___ Data sumber ___

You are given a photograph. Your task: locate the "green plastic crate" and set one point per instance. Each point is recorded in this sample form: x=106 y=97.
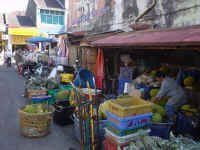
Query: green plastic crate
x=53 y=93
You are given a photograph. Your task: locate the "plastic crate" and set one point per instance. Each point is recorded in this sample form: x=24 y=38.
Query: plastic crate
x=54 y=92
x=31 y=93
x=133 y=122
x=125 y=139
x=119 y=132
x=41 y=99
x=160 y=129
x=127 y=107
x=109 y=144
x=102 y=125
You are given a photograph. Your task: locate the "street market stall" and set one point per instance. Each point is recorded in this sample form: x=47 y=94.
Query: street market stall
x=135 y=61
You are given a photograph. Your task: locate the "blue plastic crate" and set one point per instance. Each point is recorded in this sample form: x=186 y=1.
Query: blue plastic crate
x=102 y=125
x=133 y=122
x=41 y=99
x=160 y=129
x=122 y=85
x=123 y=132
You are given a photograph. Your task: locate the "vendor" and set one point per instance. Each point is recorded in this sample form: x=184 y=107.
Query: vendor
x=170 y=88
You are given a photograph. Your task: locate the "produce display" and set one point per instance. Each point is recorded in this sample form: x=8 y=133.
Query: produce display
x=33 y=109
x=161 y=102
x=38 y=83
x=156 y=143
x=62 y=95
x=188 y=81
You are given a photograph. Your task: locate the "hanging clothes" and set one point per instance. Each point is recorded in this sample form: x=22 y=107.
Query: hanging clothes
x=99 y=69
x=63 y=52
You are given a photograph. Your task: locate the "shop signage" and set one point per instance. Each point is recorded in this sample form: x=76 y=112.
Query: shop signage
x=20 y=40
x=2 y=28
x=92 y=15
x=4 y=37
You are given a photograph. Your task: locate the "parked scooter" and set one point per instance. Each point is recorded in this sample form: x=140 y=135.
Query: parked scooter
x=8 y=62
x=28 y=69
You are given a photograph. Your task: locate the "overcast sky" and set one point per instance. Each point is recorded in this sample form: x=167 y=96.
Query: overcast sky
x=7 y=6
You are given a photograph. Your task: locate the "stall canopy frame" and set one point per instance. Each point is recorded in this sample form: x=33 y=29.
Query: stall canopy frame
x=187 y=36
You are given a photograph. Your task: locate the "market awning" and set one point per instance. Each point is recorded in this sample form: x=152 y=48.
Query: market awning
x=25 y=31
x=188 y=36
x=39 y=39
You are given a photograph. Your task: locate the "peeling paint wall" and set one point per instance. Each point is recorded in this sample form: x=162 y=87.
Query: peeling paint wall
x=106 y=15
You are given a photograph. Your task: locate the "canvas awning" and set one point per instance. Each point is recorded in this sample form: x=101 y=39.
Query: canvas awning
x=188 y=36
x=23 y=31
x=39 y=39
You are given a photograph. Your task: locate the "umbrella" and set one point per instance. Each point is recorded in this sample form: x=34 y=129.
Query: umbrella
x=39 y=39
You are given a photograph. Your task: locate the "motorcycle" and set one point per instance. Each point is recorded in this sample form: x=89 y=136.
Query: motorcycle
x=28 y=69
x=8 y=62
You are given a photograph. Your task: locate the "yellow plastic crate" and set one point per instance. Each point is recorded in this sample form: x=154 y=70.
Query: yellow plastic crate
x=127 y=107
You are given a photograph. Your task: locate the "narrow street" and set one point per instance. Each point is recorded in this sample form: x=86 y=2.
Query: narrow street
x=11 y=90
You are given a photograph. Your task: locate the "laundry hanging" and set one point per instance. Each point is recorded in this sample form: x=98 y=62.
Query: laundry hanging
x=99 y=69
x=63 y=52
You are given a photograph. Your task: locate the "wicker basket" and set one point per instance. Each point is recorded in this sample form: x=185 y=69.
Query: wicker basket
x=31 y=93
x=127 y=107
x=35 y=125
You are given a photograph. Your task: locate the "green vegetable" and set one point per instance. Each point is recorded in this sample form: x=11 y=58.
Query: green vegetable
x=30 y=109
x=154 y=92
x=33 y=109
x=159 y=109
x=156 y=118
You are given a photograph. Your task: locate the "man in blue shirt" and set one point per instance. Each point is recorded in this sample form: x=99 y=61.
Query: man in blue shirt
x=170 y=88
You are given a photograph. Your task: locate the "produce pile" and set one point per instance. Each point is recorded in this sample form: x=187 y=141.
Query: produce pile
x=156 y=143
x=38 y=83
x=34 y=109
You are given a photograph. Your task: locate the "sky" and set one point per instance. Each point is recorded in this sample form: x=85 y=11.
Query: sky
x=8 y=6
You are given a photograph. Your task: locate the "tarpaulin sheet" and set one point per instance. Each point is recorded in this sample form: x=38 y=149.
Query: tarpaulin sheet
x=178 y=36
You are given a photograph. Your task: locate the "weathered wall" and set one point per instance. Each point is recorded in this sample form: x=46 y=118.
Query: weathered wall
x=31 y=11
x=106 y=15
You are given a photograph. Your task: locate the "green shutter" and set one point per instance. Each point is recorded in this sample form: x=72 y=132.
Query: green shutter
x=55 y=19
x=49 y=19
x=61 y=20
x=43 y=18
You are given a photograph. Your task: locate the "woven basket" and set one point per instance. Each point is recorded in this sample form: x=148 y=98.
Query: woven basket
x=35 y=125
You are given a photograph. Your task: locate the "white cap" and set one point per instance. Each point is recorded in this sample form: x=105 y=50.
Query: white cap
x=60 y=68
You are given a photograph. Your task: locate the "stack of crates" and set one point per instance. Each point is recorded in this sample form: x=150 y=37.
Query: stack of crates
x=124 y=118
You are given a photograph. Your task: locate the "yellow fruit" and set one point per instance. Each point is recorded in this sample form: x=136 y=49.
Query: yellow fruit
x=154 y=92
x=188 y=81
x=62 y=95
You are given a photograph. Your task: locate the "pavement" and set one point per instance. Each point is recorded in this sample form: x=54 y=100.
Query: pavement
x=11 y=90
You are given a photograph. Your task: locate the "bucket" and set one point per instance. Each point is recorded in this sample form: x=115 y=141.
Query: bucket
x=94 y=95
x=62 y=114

___

Perintah: Nyatakan semua catatan di atas sebagai CSV dua kolom bernama kueri dan hasil, satu baris untuk setiap catatan. Tempatkan teks catatan dan jawabannya masing-masing dalam satu bidang berkutip, ganti setiap jeda baris dengan spasi, dan jangan sertakan gambar.

Jawaban akhir:
kueri,hasil
"You are given a photograph. Your task: locate the ""green plastic crate"" and set one point per instance. Each point is recorded in this sample form: x=106 y=97. Query: green plastic crate","x=53 y=93"
"You are given a photograph. Your task: locate the ""plastic crate"" and set one point per instance. Each point is recorded in this sample form: x=24 y=38. Query: plastic crate","x=54 y=92 x=31 y=93 x=133 y=122 x=125 y=139 x=119 y=132 x=41 y=99 x=160 y=129 x=127 y=107 x=109 y=144 x=102 y=125"
"You are given a photograph. Your task: locate the ""street market stall"" and set one point per instance. Each point is recorded in this sample form: x=47 y=94. Query: street market stall","x=135 y=61"
"You are given a photograph. Your task: locate the ""blue plastic crate"" and set one point per instance. Each point is recorded in this sample form: x=186 y=1. Query: blue plastic crate","x=102 y=125 x=133 y=122 x=41 y=99 x=160 y=129 x=122 y=85 x=123 y=132"
"You are given a photograph. Your task: locate the ""vendor"" and set one point per instance. Each point is recorded in this sample form: x=184 y=107. Query: vendor","x=170 y=88"
"You are given a photograph. Your task: locate the ""produce display"" and set one point per instance. Each point is recorded in this sample form: x=8 y=133. Query: produce display","x=33 y=109 x=161 y=102 x=38 y=83 x=156 y=143 x=62 y=95 x=188 y=81"
"You are given a photograph. Your task: locate the ""hanging clothes"" and set one point per instance. Each point is recorded in this sample form: x=22 y=107. Query: hanging clothes","x=99 y=69 x=63 y=52"
"You are given a photograph. Your task: locate the ""shop signage"" and set one point per instance. Each point is recorded in this sample form: x=76 y=112. Query: shop signage","x=20 y=40 x=2 y=28 x=92 y=15 x=4 y=37"
"You are given a photograph. Your task: locate the ""parked scooter"" and set one point per instance. Each point is recorded in this sample form: x=140 y=135. Query: parked scooter","x=8 y=62 x=28 y=69"
"You are given a photograph. Your task: locate the ""overcast sky"" and set one point per instance. Each point is recorded in this sample form: x=167 y=96. Query: overcast sky","x=7 y=6"
"You are given a photograph. Your task: locate the ""stall canopy frame"" and set one point per instance. Each point is recorded in this sample form: x=33 y=29. Query: stall canopy frame","x=187 y=36"
"You are given a photograph. Your task: locate the ""market awning"" and set one point per instance. Each point is recorded in this sample form: x=152 y=48. Query: market awning","x=25 y=31 x=188 y=36 x=39 y=39"
"You are given a photograph. Your task: locate the ""peeling paint wall"" and set one point per instance. Each point is recorded in this sample form: x=162 y=87. Query: peeling paint wall","x=106 y=15"
"You are given a photograph. Your task: locate the ""canvas awning"" and set one point per instance. Each point is recorded in this sample form: x=101 y=39. Query: canvas awning","x=188 y=36 x=23 y=31 x=39 y=39"
"You are given a photograph. Your task: locate the ""umbrella"" and set one point per instance. Each point is recorded in this sample form: x=34 y=129. Query: umbrella","x=39 y=39"
"You are given a photograph. Your task: locate the ""motorcycle"" and set one point per instance. Each point is recorded in this sample form: x=89 y=136. Query: motorcycle","x=28 y=69 x=8 y=62"
"You are given a photograph. Your task: locate the ""yellow plastic crate"" and set one point per instance. Each point is recorded in this sample form: x=154 y=70. Query: yellow plastic crate","x=127 y=107"
"You are given a photograph. Your task: locate the ""narrow street"" and set one point per instance. Each point is recorded in this sample form: x=86 y=2. Query: narrow street","x=11 y=90"
"You are given a photograph. Your task: locate the ""laundry hanging"" and set one point per instance. Each point is recorded in this sample form: x=98 y=62. Query: laundry hanging","x=99 y=69 x=63 y=52"
"You are given a photograph. Your task: locate the ""wicker basket"" and set one point per instance. Each point is recorded in this sample form: x=185 y=69. Query: wicker basket","x=31 y=93 x=127 y=107 x=35 y=125"
"You are given a photograph. Your task: locate the ""green vegetable"" and set one point per instance. Each point is recorded in this sample form: x=11 y=58. Query: green vegetable","x=30 y=109 x=154 y=92 x=33 y=109 x=159 y=109 x=156 y=118"
"You are given a photograph. Your task: locate the ""man in blue shirt"" and set one point per instance. Each point is recorded in this sample form: x=99 y=61. Query: man in blue shirt","x=170 y=88"
"You are given a photograph. Your task: locate the ""produce pile"" and set one point per instance. Each point is recorded in this sample form: x=187 y=141. Query: produce pile","x=156 y=143 x=38 y=83 x=34 y=109"
"You are given a photograph. Your task: locate the ""sky"" and set one point per instance. Each point is recorded in this sample form: x=85 y=11. Query: sky","x=8 y=6"
"You are given a photograph. Your task: locate the ""tarpaulin sheet"" and set one point per instance. Each point is recorded in this sample form: x=38 y=149. Query: tarpaulin sheet","x=178 y=36"
"You are given a photograph. Your task: locate the ""weathered wall"" and set one point per instance. Each point is recorded in this sample form: x=46 y=118. Query: weathered wall","x=31 y=11 x=106 y=15"
"You are given a photograph. Your task: locate the ""green shutter"" and set one point per instance. Each point is recorded in this sample form: x=72 y=132. Query: green shutter","x=55 y=19 x=49 y=19 x=61 y=20 x=43 y=18"
"You are given a photograph. Your task: locate the ""woven basket"" and set one point per instance. Each point is recorded in this sample form: x=148 y=98. Query: woven basket","x=35 y=125"
"You are given a photograph. Your task: locate the ""white cap"" and set one point per instance. Each point is recorded in this sample form: x=105 y=50. Query: white cap","x=60 y=68"
"You are given a photograph. Your task: locate the ""stack of crates"" and set one point per instance. Each point is recorded in this sample form: x=150 y=37. Query: stack of crates","x=124 y=118"
"You are given a photograph. Your task: locate the ""yellow fruit"" and set one point per instance. Each point is recorded in this sample form: x=136 y=49. Query: yellow fruit","x=154 y=92 x=188 y=81 x=62 y=95"
"You are given a photograph. Your task: locate the ""pavement"" and set one point per instance. Each point is recorded in this sample form: x=54 y=100. Query: pavement","x=11 y=90"
"You are given a photograph. Your task: locate the ""bucket"" and set one point per instance. Each point is recorded in this sample form: x=115 y=141. Query: bucket","x=94 y=95 x=62 y=114"